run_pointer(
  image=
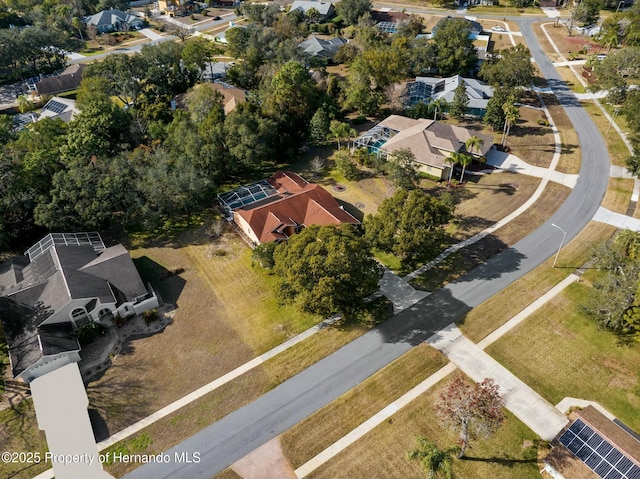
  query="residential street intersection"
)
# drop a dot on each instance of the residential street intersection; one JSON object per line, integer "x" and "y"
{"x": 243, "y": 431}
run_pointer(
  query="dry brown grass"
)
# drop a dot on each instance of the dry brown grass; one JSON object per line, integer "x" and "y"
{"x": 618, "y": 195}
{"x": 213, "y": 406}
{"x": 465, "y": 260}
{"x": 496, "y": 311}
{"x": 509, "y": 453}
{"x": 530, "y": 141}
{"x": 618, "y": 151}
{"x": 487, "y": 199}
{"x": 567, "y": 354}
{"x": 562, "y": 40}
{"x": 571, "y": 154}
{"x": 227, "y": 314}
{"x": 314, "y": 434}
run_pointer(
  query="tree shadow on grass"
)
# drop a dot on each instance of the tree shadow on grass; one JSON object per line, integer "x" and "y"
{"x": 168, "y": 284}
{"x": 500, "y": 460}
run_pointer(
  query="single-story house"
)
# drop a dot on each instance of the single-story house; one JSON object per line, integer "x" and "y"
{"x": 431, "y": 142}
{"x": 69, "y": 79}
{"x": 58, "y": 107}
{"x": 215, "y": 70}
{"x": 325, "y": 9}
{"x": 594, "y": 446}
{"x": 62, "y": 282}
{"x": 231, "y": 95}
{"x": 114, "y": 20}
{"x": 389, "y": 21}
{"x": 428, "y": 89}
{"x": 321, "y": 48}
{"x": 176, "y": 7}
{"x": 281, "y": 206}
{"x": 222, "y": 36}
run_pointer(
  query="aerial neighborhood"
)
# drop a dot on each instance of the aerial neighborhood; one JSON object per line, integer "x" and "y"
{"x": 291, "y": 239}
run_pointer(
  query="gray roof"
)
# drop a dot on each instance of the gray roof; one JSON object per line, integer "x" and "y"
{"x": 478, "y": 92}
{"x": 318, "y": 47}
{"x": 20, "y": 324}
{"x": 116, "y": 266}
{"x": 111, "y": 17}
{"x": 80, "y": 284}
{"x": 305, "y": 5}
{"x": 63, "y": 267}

---

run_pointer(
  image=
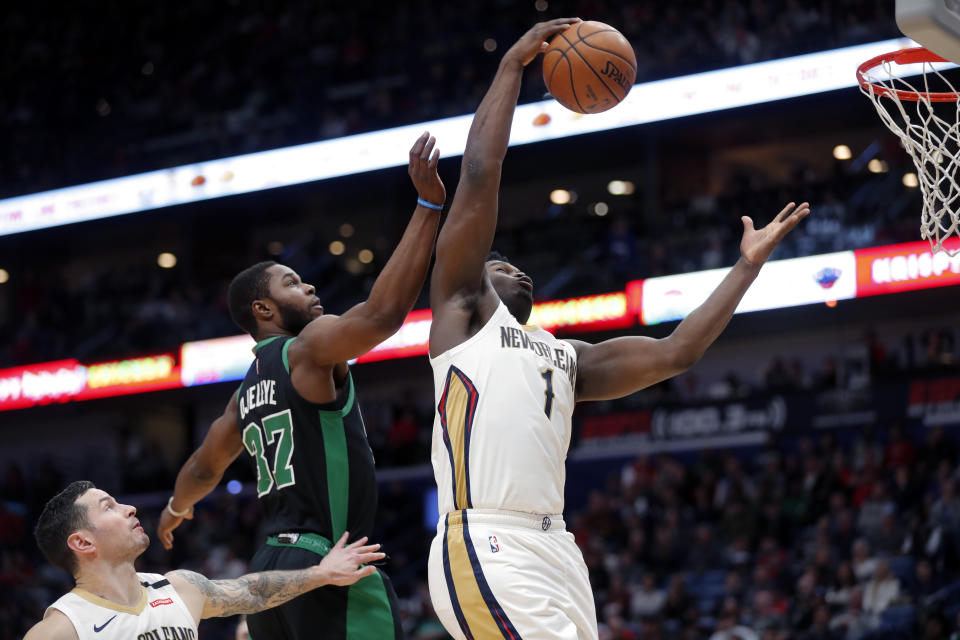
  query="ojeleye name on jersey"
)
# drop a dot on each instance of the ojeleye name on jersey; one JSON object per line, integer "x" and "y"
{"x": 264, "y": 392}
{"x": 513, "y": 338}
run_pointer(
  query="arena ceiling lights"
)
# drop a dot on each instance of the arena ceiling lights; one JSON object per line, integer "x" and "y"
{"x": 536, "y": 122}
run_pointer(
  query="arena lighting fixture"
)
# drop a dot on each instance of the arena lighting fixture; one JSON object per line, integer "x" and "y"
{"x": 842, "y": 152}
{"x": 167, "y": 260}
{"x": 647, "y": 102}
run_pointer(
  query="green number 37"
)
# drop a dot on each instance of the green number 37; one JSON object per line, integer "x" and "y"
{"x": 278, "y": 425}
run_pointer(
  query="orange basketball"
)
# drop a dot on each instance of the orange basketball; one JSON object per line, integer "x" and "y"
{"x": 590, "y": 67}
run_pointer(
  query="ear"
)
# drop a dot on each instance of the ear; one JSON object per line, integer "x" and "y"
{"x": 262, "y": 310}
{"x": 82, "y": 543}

---

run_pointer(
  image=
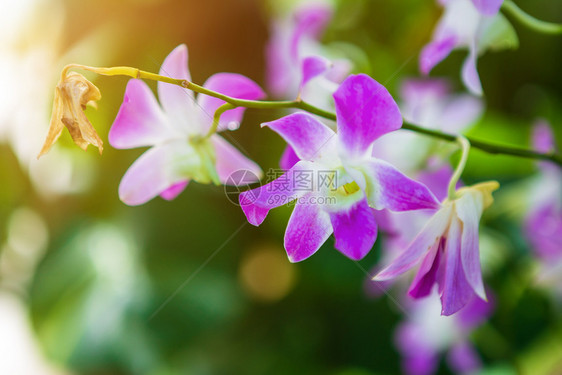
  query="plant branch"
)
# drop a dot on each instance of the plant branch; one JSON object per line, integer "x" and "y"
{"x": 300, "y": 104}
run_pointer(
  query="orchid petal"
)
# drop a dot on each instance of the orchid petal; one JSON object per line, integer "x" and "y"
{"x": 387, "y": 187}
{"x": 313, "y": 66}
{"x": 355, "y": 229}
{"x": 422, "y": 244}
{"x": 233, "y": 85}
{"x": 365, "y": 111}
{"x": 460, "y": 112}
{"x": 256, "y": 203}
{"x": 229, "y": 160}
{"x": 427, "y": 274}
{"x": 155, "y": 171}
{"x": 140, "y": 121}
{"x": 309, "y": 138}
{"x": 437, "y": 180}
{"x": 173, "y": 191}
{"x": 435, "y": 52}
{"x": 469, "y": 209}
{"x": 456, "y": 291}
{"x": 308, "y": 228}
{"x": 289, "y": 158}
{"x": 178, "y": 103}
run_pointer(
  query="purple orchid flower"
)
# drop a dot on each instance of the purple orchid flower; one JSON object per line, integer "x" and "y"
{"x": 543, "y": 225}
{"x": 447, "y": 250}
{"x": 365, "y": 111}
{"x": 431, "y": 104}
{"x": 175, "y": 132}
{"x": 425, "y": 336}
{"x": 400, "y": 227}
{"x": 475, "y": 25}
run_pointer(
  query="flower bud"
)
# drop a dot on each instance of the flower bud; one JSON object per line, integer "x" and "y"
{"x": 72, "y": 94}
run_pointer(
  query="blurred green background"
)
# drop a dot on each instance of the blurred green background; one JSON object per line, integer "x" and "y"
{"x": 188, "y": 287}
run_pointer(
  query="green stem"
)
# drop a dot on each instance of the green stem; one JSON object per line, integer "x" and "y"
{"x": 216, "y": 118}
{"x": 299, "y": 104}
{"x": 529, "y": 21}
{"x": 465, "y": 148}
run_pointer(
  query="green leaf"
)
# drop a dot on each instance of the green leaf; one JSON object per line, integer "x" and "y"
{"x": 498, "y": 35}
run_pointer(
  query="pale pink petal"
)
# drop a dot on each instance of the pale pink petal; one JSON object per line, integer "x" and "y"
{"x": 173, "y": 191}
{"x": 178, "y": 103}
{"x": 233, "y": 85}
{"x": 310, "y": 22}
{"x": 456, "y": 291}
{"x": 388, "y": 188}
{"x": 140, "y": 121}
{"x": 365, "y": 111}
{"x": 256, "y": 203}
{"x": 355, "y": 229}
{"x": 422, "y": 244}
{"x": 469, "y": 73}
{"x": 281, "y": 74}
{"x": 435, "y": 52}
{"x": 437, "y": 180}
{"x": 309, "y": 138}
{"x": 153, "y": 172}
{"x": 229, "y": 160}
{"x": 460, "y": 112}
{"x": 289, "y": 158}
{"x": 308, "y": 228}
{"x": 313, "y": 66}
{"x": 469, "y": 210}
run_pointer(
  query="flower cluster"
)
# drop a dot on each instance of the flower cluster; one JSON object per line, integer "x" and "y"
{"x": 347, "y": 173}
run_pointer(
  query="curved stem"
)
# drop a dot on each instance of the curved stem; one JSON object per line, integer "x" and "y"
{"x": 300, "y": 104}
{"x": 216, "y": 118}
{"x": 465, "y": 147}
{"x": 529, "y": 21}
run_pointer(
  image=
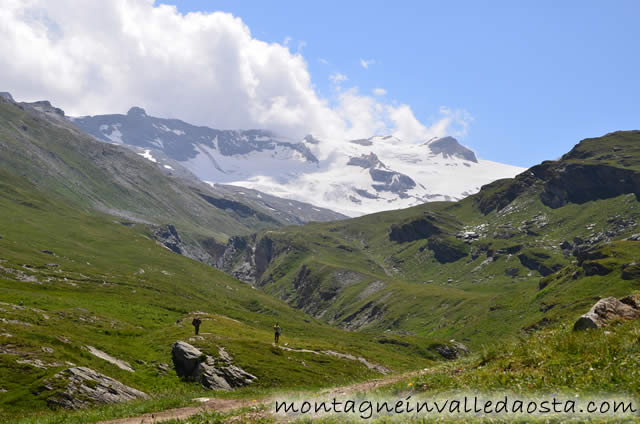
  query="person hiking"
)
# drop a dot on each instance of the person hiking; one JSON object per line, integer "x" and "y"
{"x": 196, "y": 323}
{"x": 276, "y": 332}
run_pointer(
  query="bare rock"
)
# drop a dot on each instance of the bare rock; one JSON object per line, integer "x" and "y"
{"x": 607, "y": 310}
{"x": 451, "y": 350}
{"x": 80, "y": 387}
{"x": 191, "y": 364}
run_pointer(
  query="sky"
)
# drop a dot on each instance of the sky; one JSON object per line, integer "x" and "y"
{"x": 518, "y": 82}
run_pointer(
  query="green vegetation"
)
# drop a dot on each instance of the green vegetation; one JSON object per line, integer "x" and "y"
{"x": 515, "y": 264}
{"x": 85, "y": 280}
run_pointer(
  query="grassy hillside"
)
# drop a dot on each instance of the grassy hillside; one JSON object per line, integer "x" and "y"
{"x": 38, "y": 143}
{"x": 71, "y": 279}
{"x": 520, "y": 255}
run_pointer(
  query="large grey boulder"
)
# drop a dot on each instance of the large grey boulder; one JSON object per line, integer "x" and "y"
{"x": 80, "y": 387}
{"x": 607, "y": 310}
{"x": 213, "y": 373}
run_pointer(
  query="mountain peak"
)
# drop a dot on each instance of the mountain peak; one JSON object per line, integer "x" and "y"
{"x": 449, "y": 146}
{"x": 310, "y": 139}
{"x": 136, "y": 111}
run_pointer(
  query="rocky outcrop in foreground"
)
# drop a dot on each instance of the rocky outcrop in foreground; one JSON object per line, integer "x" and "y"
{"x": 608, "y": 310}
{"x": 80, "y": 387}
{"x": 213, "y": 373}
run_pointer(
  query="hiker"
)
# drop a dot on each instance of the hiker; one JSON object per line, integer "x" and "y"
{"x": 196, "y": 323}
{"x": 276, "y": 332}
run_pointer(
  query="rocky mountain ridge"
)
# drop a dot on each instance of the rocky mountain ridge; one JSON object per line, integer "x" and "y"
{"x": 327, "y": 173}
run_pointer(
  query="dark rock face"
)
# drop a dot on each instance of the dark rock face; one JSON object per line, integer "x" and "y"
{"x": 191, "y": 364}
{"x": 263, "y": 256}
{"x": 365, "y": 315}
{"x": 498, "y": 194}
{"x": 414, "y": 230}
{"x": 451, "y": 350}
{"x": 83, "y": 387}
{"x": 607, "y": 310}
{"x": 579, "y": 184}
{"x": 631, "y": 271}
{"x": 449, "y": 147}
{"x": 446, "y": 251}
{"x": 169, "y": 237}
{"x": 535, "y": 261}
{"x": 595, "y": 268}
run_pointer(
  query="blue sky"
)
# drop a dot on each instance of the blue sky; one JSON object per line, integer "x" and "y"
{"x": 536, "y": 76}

---

— GIVEN INSTRUCTION —
Show every line of the entries above that contains the string "gray", copying each line in full. Match case exactly.

— EXERCISE ANSWER —
  query="gray roof"
# drop a dot on each instance of the gray roof; one JSON object per line, integer "x" and "y"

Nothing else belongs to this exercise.